Work task
Beginning at the line containing "Indicate the rope", output every line to the end of the data below exactly as it appears.

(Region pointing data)
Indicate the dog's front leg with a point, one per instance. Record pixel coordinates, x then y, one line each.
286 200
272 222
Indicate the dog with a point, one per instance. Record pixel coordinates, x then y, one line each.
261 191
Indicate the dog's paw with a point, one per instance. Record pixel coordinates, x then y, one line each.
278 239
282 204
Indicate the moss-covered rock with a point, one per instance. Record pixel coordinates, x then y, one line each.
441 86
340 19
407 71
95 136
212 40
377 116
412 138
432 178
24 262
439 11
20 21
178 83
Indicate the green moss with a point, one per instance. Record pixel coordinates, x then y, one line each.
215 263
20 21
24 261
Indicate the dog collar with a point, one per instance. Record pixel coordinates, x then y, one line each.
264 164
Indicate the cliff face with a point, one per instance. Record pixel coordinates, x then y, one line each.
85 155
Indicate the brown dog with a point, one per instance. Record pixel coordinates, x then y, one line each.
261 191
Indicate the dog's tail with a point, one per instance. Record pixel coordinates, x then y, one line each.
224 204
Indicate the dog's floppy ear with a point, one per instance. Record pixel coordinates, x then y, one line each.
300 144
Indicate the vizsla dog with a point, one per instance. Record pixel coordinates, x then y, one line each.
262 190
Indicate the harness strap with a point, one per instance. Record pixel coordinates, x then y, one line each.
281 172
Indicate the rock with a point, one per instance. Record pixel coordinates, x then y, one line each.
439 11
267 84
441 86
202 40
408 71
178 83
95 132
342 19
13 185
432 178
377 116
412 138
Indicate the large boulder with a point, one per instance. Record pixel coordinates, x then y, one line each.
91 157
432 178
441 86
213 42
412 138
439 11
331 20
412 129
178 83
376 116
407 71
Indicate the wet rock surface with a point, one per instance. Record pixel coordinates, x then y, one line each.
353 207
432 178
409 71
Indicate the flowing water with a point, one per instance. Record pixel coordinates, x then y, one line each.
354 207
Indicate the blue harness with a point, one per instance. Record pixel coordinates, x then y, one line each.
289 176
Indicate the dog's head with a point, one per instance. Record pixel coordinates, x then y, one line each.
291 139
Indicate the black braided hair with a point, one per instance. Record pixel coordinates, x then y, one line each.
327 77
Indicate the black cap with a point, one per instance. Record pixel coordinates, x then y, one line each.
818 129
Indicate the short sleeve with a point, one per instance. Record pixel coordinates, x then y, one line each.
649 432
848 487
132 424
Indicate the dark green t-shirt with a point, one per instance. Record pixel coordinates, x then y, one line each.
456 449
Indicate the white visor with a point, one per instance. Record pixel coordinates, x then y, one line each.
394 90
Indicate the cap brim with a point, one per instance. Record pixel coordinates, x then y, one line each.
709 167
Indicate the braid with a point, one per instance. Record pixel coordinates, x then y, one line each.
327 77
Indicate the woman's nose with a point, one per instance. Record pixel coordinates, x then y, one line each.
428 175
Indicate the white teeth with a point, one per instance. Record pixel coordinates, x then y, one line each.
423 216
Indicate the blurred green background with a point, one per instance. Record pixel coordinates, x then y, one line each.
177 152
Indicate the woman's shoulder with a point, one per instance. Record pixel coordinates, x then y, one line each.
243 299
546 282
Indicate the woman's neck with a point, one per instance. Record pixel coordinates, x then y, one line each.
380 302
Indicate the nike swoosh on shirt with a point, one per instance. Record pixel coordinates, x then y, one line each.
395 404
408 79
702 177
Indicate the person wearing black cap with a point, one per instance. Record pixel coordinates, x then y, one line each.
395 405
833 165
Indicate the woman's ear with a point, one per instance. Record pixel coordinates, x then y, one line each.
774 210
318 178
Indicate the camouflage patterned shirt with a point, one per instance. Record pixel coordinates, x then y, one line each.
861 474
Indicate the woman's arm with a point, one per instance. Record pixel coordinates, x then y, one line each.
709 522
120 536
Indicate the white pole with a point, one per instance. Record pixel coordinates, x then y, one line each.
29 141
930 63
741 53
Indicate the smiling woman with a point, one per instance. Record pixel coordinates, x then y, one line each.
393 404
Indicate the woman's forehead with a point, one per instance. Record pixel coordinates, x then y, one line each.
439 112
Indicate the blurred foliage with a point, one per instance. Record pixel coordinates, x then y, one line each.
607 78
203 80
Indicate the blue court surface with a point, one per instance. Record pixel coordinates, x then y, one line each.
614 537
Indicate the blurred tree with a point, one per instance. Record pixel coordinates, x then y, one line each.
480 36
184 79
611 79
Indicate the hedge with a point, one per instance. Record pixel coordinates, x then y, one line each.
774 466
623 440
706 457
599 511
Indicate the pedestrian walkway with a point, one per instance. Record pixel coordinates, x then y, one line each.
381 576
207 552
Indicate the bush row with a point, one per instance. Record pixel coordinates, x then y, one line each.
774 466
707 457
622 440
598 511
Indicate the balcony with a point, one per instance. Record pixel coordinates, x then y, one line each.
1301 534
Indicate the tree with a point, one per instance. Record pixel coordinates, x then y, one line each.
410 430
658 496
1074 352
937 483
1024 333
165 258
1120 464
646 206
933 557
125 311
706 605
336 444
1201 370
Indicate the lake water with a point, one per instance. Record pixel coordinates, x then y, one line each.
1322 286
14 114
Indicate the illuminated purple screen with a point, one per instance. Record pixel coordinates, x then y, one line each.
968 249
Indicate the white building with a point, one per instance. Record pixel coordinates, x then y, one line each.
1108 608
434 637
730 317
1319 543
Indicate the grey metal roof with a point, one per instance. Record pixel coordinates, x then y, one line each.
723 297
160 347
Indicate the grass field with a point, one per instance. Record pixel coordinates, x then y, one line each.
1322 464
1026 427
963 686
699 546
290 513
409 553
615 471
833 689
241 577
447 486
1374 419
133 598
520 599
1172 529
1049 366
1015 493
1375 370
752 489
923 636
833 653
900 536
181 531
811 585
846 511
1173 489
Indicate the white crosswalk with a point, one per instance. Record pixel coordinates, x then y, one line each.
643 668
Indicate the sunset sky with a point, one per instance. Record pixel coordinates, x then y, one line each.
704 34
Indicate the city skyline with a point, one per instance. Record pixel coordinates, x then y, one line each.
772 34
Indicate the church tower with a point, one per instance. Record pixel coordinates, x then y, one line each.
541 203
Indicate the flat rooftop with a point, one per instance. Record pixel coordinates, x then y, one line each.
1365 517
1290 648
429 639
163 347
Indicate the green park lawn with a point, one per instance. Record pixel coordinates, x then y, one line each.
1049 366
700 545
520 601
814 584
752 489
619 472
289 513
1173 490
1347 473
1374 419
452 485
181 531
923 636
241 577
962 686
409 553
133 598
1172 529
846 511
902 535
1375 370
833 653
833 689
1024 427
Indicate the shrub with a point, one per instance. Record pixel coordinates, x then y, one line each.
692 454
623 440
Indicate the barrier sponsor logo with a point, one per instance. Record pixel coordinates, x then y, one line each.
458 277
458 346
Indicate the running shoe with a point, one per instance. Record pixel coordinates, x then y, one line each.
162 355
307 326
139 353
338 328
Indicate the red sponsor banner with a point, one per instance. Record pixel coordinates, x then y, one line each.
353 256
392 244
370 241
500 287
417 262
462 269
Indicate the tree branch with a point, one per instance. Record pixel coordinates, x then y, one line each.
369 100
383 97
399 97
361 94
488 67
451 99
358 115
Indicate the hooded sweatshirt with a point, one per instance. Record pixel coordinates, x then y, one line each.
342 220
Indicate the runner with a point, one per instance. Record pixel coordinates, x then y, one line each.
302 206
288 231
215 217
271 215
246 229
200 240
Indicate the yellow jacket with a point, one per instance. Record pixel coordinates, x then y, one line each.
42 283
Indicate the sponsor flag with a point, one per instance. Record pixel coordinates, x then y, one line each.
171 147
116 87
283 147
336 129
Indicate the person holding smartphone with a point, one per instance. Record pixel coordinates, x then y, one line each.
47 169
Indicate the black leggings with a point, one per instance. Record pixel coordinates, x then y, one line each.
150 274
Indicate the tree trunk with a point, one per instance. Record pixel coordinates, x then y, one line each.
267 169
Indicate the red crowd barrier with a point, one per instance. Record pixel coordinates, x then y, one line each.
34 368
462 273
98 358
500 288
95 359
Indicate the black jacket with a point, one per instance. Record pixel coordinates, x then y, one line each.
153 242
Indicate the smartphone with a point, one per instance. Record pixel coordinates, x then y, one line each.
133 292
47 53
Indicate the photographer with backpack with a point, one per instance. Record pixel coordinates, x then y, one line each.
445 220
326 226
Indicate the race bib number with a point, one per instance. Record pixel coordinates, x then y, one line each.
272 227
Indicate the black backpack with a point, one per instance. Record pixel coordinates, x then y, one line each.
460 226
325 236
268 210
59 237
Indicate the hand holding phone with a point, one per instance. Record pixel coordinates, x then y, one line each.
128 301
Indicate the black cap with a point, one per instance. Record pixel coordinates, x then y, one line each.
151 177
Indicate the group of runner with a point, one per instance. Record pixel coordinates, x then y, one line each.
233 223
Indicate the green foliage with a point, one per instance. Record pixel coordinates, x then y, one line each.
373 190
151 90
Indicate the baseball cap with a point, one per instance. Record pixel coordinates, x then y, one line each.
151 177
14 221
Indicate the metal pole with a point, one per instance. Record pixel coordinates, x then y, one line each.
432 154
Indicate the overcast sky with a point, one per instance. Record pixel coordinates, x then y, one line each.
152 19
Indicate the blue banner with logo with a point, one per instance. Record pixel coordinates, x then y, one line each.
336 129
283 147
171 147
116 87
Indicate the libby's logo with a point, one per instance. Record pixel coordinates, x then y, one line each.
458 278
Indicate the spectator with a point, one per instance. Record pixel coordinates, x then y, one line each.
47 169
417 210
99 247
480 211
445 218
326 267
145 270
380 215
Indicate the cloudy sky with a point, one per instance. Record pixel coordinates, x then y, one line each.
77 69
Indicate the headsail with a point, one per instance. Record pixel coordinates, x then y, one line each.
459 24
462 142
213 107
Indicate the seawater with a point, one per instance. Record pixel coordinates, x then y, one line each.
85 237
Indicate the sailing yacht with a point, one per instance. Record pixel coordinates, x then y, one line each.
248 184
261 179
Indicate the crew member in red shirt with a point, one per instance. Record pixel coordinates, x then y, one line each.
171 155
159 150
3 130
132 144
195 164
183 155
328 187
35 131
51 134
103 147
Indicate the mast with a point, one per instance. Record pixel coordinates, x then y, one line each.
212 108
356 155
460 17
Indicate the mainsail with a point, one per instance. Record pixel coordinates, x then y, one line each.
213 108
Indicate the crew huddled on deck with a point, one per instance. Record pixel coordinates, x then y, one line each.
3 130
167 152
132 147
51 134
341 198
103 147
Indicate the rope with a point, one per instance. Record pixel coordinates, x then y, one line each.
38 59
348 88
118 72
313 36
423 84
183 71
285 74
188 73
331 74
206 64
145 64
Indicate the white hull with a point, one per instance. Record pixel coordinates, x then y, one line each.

Exercise response
Indicate the rope with a point, one per instance. Record pixel coordinates, x then y, one line each.
38 59
348 88
118 72
313 36
423 84
183 71
285 74
188 73
331 74
206 64
145 64
Indicate the white hull with a point, one per instance. Record pixel coordinates, x then y, one line each.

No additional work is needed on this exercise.